- TEXT PASSAGE
□ □ □ □
2020

2020 Programme
3 March, 6:00pm–7:00pmFree Public Lecture
Speaker: Emeritus Prof. Richard Read (UWA): ‘Theories of Perception and the Aesthetics of Landscape Painting in Britain, Australia and the United States in the Eighteenth and Nineteenth Centuries’
Venue: The Circle, Reid Library, The University of Western Australia
Abstract: Discussions of landscape painting in this period have been dominated by traditional tensions between the aesthetic conventions of the beautiful, the sublime and the picturesque and how their significance differs in different countries. In this lecture Emeritus Professor Richard Read looks at the way in which such conventions are underwritten by conflicts between empirical and idealist theories of perception in painting and writing about landscapes that are new to Western occupiers. He argues that the issue of the blind man newly restored to sight in the philosophical writings of John Locke, Bishop Berkeley and others bears not only on the subject matter and style of certain landscape paintings in three countries, but forms of government and the legal status of indigenous peoples. This reflects the arguments of a chapter shortly to be published in Colonization, Wilderness and Other Spaces: Nineteenth-Century Landscape Painting in Australia and the United States, ed. Richard Read and Kenneth Haltman (Chicago: Terra Foundation for American Art distributed by University of Chicago Press, 2020). The chapter is the basis of a short book under contract with Cambridge University Press for publication in 2021, The Aftermath of Molyneux’s Question.

31 March, 6:00pm PMRG Annual General Meeting
The PMRG committee has decided that due to the COVID-19 situation, the 2020 AGM will not go ahead as planned but alternative arrangements will be made, and the AGM will be held online.
Time: 6:00pm
Venue: Online.
Tuesday 30 June, 6:00pm (AWST)First meeting of the PMRG Middle English online reading group.
The group will meet by Zoom for an hour every fortnight on Tuesdays at 6:00pm AWST, starting Tuesday June 30. The first text they’ll be reading is Geoffrey Chaucer’s The Wife of Bath’s Tale.

Wednesday 16 September, 6:30pm (AWST) Free PMRG/MEMS@UWA/CHE Public Lecture
Speaker: Emeritus Prof. Richard Read (UWA): ‘The Distant Origins of Modern Art: Reason, Madness and Reversal in Goya’s Paintings and Works on Paper’
Venue: Online via Zoom. Email [email protected] for the Zoom link and password.
Abstract: Much of the best literature on Goya draws on Michel Foucault’s thesis in Madness and Civilization that, just as Enlightenment medicine and philosophy divided madness and reason into mutually defining opposites, so opposites came to half-resemble each other in creating the Romantic stereotype of the mad genius, whom Goya, William Blake, Henry Fuseli and others came to embody.
□ □ □ □
Image point grounding data
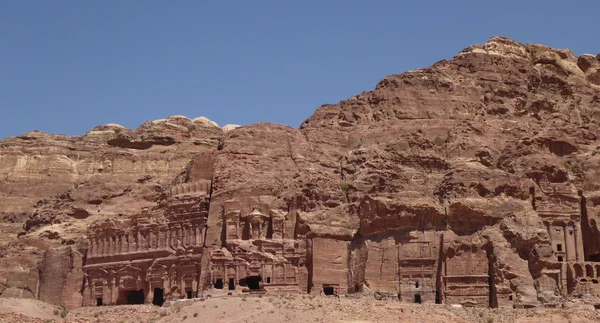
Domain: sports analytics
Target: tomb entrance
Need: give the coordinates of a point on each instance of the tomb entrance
(158, 299)
(131, 297)
(253, 282)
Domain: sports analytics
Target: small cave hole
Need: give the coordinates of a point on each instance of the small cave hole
(417, 299)
(158, 299)
(231, 284)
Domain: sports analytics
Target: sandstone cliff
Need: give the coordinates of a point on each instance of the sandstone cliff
(469, 166)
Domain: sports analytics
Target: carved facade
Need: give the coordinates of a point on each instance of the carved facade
(150, 259)
(257, 253)
(154, 258)
(466, 278)
(417, 272)
(560, 206)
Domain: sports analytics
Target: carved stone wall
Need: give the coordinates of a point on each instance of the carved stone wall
(466, 278)
(257, 250)
(151, 258)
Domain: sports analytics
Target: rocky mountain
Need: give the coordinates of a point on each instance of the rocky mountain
(475, 181)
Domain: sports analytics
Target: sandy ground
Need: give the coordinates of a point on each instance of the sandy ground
(289, 309)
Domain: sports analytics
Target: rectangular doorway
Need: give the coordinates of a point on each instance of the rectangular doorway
(159, 297)
(231, 284)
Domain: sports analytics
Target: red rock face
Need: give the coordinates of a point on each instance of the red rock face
(473, 181)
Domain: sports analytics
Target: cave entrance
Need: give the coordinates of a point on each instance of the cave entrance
(159, 297)
(253, 282)
(219, 284)
(231, 284)
(417, 299)
(328, 290)
(131, 297)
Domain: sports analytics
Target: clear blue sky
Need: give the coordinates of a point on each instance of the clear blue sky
(67, 66)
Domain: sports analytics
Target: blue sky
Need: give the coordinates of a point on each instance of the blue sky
(67, 66)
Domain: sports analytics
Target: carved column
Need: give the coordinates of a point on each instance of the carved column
(566, 239)
(92, 248)
(576, 234)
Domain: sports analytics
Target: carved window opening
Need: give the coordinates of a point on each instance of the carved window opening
(253, 282)
(132, 297)
(417, 299)
(231, 284)
(589, 271)
(158, 299)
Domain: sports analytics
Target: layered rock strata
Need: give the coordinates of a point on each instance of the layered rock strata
(472, 182)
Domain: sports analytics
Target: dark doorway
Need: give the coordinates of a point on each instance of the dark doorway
(253, 282)
(159, 297)
(231, 284)
(418, 299)
(131, 297)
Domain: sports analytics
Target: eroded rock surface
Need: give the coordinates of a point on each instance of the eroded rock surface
(474, 181)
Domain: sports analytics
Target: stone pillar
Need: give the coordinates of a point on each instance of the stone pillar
(568, 246)
(91, 248)
(127, 242)
(121, 246)
(578, 243)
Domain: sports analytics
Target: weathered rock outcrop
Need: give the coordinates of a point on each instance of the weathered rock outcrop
(473, 181)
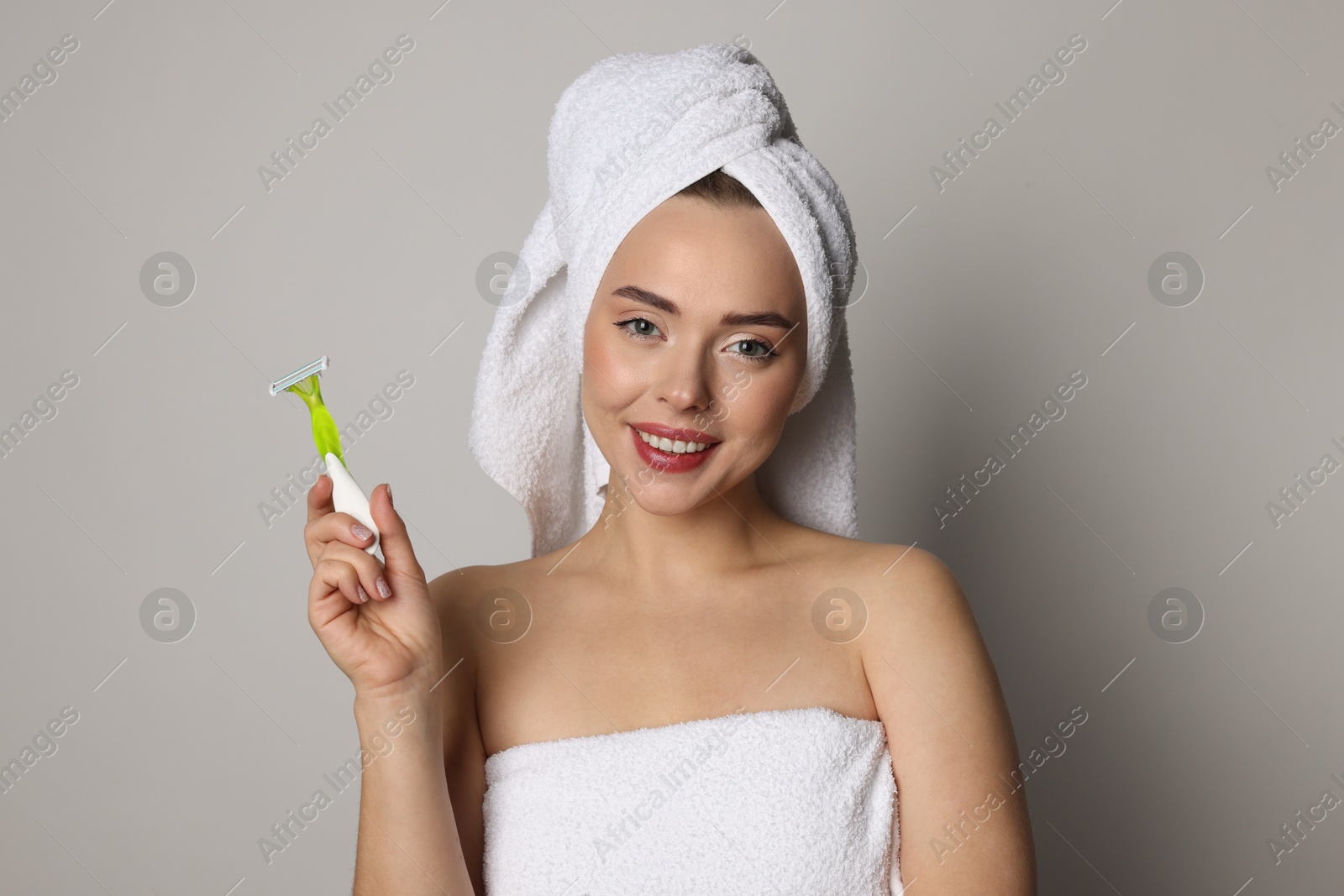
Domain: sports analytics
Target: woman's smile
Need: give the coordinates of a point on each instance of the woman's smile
(669, 449)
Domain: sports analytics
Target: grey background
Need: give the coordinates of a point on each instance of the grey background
(1030, 265)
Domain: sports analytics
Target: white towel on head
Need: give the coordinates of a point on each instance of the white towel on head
(627, 134)
(783, 801)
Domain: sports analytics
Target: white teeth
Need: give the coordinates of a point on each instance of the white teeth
(672, 446)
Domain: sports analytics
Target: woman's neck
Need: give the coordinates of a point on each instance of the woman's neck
(732, 531)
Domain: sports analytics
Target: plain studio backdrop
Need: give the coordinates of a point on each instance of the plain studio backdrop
(1158, 217)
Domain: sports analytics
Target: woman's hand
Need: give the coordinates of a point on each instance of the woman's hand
(376, 624)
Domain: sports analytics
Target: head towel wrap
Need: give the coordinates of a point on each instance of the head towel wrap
(627, 134)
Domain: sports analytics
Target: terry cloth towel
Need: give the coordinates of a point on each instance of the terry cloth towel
(627, 134)
(784, 801)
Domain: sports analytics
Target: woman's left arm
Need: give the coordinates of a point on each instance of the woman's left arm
(964, 826)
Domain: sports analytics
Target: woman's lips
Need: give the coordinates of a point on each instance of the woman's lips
(667, 461)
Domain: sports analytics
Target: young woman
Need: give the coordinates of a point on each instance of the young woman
(691, 614)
□ □ □ □
- TASKS TO COMPLETE
A: Answer these questions using the 2020 programme:
(i) Where was the lecture on 3 March held?
(ii) Why did the PMRG committee decide the 2020 AGM would not go ahead as planned?
(iii) Which text will the Middle English online reading group read first?
B: Pick up the 2020 programme text at the end of its last sentence and write the rest of the abstract for the 16 September lecture.

- ANSWERS TO THIS EXERCISE
A:
(i) The Circle, Reid Library, The University of Western Australia.
(ii) Because of the COVID-19 situation.
(iii) Geoffrey Chaucer's The Wife of Bath's Tale.

B:
This lecture looks at the confluence of public turmoil and private illness that prompted Goya to embody a new kind of art whose strangeness energized the spectator’s projections through the conspicuous artifice of the artist’s imagination. Just as Goya’s self-portraits follow Velázquez’s Las Meninas in adopting the trope of the reversed canvas, so etching itself entails a literal reversal not only of the design but also of black, white and intervening tones, a strategy amplified in depictions of figures flipping, spinning, and dropping. These effects consort with a paradox of values derived from the traditional cycle of the European Carnivalesque in which, after the French Revolution, social protest against repressive hierarchies was no longer an annual safety valve for revolutionary ferment, but a state of perpetual reversal. Hence the ‘End of Art’ does not begin with Hegel’s philosophical negation of art or Marcel Duchamp’s ‘anti-art’, but with Goya’s post-Enlightenment, post-revolutionary vision of the artist out of control, the victim of inner and outer compulsions, but also as facilitator of the viewers’ imagination rather than the agent of his patrons’ power, a tension Goya knew first hand through a career in which he stood in the crossfire between monarchs on whom his livelihood depended and the liberal intelligentsia from whom he drew his friends and ideas.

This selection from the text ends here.